Exercise aim → For every entry below, give an exact repeat and leave out the pictures.

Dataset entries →
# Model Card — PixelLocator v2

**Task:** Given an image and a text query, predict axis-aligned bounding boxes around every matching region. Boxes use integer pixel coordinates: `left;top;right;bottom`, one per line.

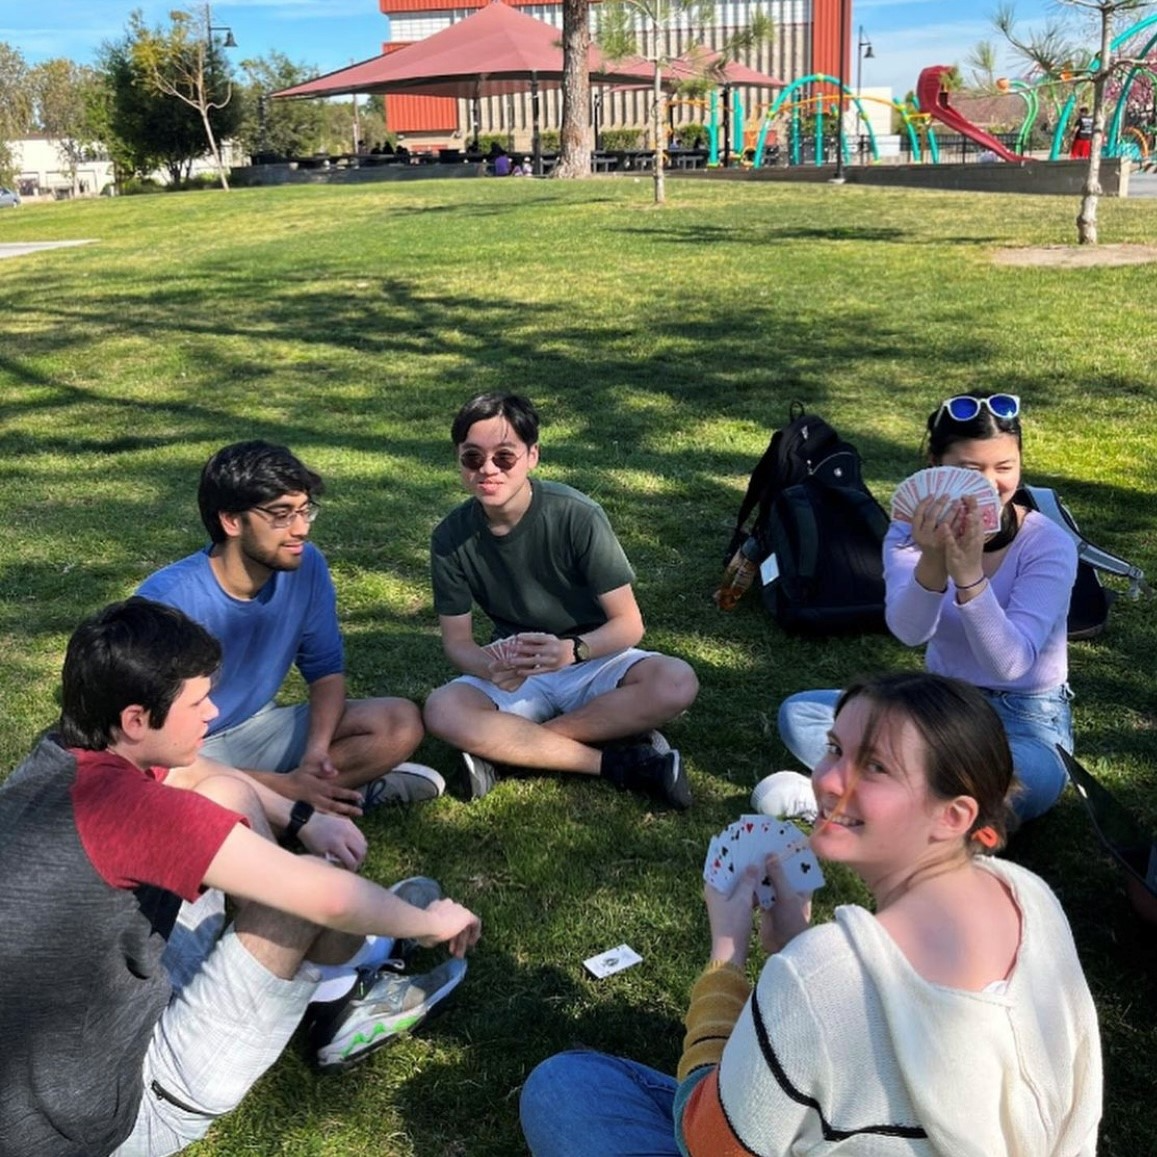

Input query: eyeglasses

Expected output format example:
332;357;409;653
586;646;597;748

458;447;524;472
935;394;1021;425
249;501;320;528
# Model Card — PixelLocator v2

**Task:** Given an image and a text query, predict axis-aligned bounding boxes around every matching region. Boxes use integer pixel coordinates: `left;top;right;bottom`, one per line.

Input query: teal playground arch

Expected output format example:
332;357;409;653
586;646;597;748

752;74;923;167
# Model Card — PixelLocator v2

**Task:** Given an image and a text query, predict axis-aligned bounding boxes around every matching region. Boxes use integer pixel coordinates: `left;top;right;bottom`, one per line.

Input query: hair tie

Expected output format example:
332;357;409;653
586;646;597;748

971;825;999;849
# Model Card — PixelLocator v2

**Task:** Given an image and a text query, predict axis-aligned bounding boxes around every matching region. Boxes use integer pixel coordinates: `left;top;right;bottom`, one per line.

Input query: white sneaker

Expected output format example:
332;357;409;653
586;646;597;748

751;770;818;822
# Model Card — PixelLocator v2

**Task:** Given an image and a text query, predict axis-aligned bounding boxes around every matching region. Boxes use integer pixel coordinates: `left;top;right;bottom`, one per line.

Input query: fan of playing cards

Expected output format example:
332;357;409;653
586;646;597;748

703;816;825;910
891;466;1002;536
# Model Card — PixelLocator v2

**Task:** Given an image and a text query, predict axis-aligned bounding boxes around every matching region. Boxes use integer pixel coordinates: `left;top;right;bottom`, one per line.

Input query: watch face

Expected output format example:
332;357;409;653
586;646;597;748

574;637;591;662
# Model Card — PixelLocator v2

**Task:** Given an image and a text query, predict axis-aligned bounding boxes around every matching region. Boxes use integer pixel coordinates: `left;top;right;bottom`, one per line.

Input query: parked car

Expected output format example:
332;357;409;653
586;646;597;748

0;187;21;208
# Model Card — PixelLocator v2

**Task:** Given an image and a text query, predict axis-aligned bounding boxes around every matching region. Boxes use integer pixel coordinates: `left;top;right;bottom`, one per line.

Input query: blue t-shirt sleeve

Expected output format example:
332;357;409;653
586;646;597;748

295;553;344;683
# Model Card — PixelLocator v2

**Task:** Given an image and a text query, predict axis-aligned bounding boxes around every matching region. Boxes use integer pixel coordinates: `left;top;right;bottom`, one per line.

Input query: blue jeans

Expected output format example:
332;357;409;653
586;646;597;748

777;684;1074;823
520;1050;679;1157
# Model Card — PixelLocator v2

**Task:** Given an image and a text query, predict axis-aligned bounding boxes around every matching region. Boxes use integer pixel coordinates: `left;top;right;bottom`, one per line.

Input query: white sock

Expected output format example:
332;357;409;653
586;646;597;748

310;934;396;1004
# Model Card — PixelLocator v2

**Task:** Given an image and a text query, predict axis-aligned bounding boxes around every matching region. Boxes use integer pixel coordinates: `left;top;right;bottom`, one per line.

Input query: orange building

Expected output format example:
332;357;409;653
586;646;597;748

373;0;851;149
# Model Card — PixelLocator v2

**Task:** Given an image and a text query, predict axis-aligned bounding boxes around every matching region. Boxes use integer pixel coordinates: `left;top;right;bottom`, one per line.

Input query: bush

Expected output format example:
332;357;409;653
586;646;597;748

Task answer →
# Model Card — PixelLocator v2

**Task:** Given an image and a text query, predict axis-aligned bounding boxes around every matching region. Boxes use integer pixel coordinates: `left;top;right;bottom`, one per line.


Input query: eyeglasses

Expected output format example:
332;357;409;653
586;646;597;748

458;447;524;472
935;394;1021;425
249;501;320;528
# Model Card — PixelLocator v2

**Task:** Given an image and a text query, predict axis-aligned bounding boxes around every matching region. Boxes use integer pixel coordinates: `left;top;right;bottom`, one per line.

Input query: teal playground arch

Expected output format example:
332;357;409;653
586;646;597;748

752;74;923;167
# Model Card — PixelLocator v2

**Task:** Given an image and a text query, predict axis-aligned bounding boxes around every matching region. Boxes use integer pixel coordinates: `left;top;right;bottom`, one per line.

Input query: hair tie

Expected output format example:
332;357;409;653
586;646;597;748

971;825;999;849
# Model Card — PixelLocator v2

**Task:** Given an image and a text query, predict axis-aligned bounding boxes around every matching region. Boxes use integer pixel coordinates: `left;top;right;bottom`, one per line.

Input query: white sneaker

Expected output format example:
332;357;409;653
586;646;597;748

751;770;818;822
# Model Card — PixelLocator v2

**Task:** Given an image and a text query, predict axis-aligned bounding boxes around every matching region. Boxes use integer pixel coordinates: `left;top;right;bottom`, one per line.

Input query: fan of playing cards

Expected output format example:
332;357;409;653
586;646;597;748

703;816;825;910
891;466;1002;536
# Model Card — PixelLocator v2

**Task:** Given an image and a text query, predict axis-aligned bounding boxes around every matching region. Boxes use integer pixel coordinates: `left;top;right;bottom`, one per line.

Input query: watch face

Expected output format example:
332;357;409;653
586;646;597;748

574;637;591;662
# Model Card — PixelLocator v2

**Task:** Given an image and a text query, predict axis-aligned bounding boxes around every matching region. Boxes use integer pixel coordinates: `left;top;right;bottom`, one per line.

Input query: parked car

Expected output format example:
332;357;409;653
586;646;597;748

0;187;21;208
# Model Card — PixelLocator v2

**Task:** Given an image and a text query, predict axis-aligned bounding boxes around every matching region. Boxes use integer pixel coordinates: `left;top;right;bottom`, one per line.

Input query: blue t-shirt sleeve

Expected output format example:
332;357;409;653
586;646;597;748

295;553;344;683
# Model Card — PixelLocator v2

**Task:** Given an image and a text query, predict axis-aligned bounding boxes around every matching region. Boxes use integer pixel coordinates: `left;top;right;bottom`, one per line.

Input query: blue jeans

Expected output format example:
332;357;409;653
586;646;597;748

777;684;1074;823
520;1050;679;1157
# Model Card — PixelLocator v2

**Task:** Given an image and a text query, predict axis-aligned bounding boxes around every matching region. Boxes use integer pixel coordinates: `left;top;right;bottom`, one per line.

Input query: white sock

Expected output format example:
332;357;409;653
586;646;597;748

310;934;396;1004
# Model Card — PixelLocator v2

**Task:** Given an image and a text query, predict axis-aligned bounding boxes around every matching region. Boxes use integer pixel coordinates: `left;top;right;bottom`, one per line.

Input query: orange building

Expected output format example:
332;357;409;653
586;646;597;748

373;0;851;149
# Model Card — PixelLocator v2

**Task:** Given an image and a text query, predict axis-aligned bounding boxes around every matching region. Boxes use integer pixel coordinates: `left;top;right;bottom`, one per line.

Input query: bush

Expected output format example:
332;357;409;653
586;646;597;748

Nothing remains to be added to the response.